Work order: Please copy every line of the material exactly.
Supplied data section start
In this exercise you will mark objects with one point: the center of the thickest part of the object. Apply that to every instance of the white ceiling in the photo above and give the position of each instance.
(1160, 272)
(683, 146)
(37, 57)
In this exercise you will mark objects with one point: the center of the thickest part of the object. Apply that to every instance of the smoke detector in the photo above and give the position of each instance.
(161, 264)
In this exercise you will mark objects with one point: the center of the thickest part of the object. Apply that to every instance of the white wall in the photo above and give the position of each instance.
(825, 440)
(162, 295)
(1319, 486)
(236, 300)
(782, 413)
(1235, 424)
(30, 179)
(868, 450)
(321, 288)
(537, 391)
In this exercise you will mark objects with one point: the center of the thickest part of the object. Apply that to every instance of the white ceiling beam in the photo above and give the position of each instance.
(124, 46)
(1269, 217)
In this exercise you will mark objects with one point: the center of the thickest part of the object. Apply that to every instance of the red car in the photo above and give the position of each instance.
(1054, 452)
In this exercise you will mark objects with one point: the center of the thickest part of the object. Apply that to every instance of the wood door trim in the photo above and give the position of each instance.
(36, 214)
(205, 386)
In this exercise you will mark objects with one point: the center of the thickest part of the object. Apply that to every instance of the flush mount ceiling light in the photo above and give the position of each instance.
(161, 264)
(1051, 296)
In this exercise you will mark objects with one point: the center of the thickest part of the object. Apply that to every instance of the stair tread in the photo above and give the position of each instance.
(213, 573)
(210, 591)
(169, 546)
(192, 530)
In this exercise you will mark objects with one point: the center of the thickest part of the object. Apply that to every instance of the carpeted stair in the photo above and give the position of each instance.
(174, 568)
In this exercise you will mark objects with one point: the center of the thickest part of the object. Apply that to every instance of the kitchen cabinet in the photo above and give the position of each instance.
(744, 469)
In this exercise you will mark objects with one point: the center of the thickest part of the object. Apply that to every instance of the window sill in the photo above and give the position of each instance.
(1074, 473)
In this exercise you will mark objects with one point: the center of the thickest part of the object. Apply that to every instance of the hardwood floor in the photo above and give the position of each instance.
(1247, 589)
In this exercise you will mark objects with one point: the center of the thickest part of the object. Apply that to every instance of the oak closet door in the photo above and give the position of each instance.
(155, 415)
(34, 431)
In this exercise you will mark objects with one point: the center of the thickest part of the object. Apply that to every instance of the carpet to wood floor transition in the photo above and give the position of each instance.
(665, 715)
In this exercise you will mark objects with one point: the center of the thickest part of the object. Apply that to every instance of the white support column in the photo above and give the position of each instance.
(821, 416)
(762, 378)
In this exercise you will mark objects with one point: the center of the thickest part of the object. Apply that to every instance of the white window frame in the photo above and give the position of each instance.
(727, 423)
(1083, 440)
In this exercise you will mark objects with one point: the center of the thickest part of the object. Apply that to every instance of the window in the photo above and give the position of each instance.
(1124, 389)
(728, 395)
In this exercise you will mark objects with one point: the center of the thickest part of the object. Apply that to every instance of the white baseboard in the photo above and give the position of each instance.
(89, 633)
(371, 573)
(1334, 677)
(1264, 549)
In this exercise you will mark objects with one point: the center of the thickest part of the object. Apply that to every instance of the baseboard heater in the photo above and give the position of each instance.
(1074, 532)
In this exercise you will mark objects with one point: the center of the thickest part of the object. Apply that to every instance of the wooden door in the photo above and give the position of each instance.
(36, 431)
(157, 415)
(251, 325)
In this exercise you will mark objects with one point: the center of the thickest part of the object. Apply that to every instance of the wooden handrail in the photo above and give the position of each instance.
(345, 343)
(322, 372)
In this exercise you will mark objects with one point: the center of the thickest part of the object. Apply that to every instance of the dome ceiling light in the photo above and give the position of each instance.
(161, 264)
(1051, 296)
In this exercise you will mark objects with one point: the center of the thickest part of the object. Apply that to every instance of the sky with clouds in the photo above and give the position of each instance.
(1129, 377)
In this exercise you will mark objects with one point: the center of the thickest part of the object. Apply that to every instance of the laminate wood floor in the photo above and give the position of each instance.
Supplied data section end
Solved problem:
In this exercise you will mark objects with one point: the center of the thickest part of the object. Apply that to every instance of the white ceiling in the photo above and give the position of each instance.
(1160, 272)
(683, 146)
(37, 57)
In this exercise you will mark objects with one point: the center of the thickest part of the object. Apply that to every instance of the smoke detector in the photo above and give the position of each instance.
(161, 264)
In this exercise you will mark objects with one point: the center of the thickest part of the object. Apply that to every instance of the white wall in the photo above and give the position of each instance.
(825, 440)
(162, 295)
(1319, 486)
(236, 300)
(782, 413)
(1235, 424)
(30, 179)
(868, 450)
(321, 288)
(537, 391)
In this exercise you will mark objects with one point: the center of the thickest part of the object. Apply that to every instance of the white ceiling beam in the photo above and give the position of each instance.
(124, 46)
(1269, 217)
In this exercise you will mark objects with one point: the center of the thickest part of the object. Apply that to every instance of the red car in the photo above and give the position of each instance.
(1054, 452)
In this exercise you will mark objects with one point: the center of the thickest part of the object. Apply that to every instance of the wood door trim in the photo above and give the position of each instance.
(36, 214)
(205, 386)
In this exercise you will mark objects with one point: the center of the thickest part of the object. Apply that to every instance of the flush mount ceiling light in the photo above and give the position of each instance.
(161, 264)
(1051, 296)
In this exercise you will mark objects with one point: the center of the thickest part of the object. Apply that to every instance of the stair tread in the photo above and give the position of each instance.
(213, 573)
(210, 591)
(169, 546)
(192, 530)
In this exercise you will mark objects with one point: the center of the thickest part of the object. Apply that to every instance of the carpeted stair in the photo above and give the position of each instance.
(174, 568)
In this exercise you will mark objects with one point: the center of the thickest part of the object. Apply that to every instance of the kitchen cabinet in the photo above and give the position of each instance.
(744, 469)
In this exercise you will mark objects with one point: the center of the thickest part of the object. Apply that to every instance of the window sill in the photo above and give the position of each instance.
(1074, 473)
In this exercise you will mark objects with one point: the center of the thickest part of the object. Apply that to every instance of the hardwood floor in the photo above and give the position of each instance.
(1247, 589)
In this exercise you will mark objects with one point: the center of the thickest part of the object. Apply that to every instance of the oak closet door in the photo above and give the position of each instance.
(155, 415)
(34, 431)
In this exercise you will mark objects with one point: the center of the thickest part of the object. Apply that to every instance of the carpet to wood floor transition in the photo above and give the position of each instance.
(665, 715)
In this exercise you will mark objects with one point: the center of the thickest part of the object. Apply that to every instance of the white support column in the photo above and give the position of each instance.
(821, 416)
(762, 378)
In this exercise you will mark objects with one point: the center of the thickest part of the object. Apply that to every instance of the white window frame in the photo above and give the position of each instance.
(727, 423)
(1083, 440)
In this exercise you will mark objects with one point: the center of the thickest part of the object. Apply that to every instance of the window in the photo above and give the position of each instance.
(1124, 389)
(728, 395)
In this exercise you will mark objects with one point: the center of the thickest part of the object. Apply that to every instance of the white baseboard in the photo above and give the position of each instance.
(89, 633)
(371, 573)
(1334, 677)
(1264, 549)
In this exercise you will mark objects with one point: the center of the thickest part of the object. Apply that to every instance of the baseboard heater in the photo above and give the position of each instance.
(1074, 532)
In this exercise you will mark objects with one point: the center of the thickest part of the object. Apply that to every instance of the wooden door in the photo above and give the position of each instance.
(36, 431)
(157, 415)
(251, 325)
In this exercise you will mark objects with one point: the center of the thickest part of the object. Apply that to every instance of the wooden handrail in the photo above and give the position of each instance.
(345, 343)
(322, 372)
In this exercise you will mark objects with one point: the center of the thickest part of the object. Apply that to every instance of the dome ceiling light in the photo above and give the position of each instance.
(161, 264)
(1051, 296)
In this exercise you will mark objects with one point: the center of the thickest part of the object. Apply that to every instance of the sky with clouds in the photo above and give the position of each instance.
(1129, 377)
In this exercise you will mark objects with one point: the center of the thickest part of the object. Apply that to every instance of the laminate wood floor in the photo above and give the position of each instance.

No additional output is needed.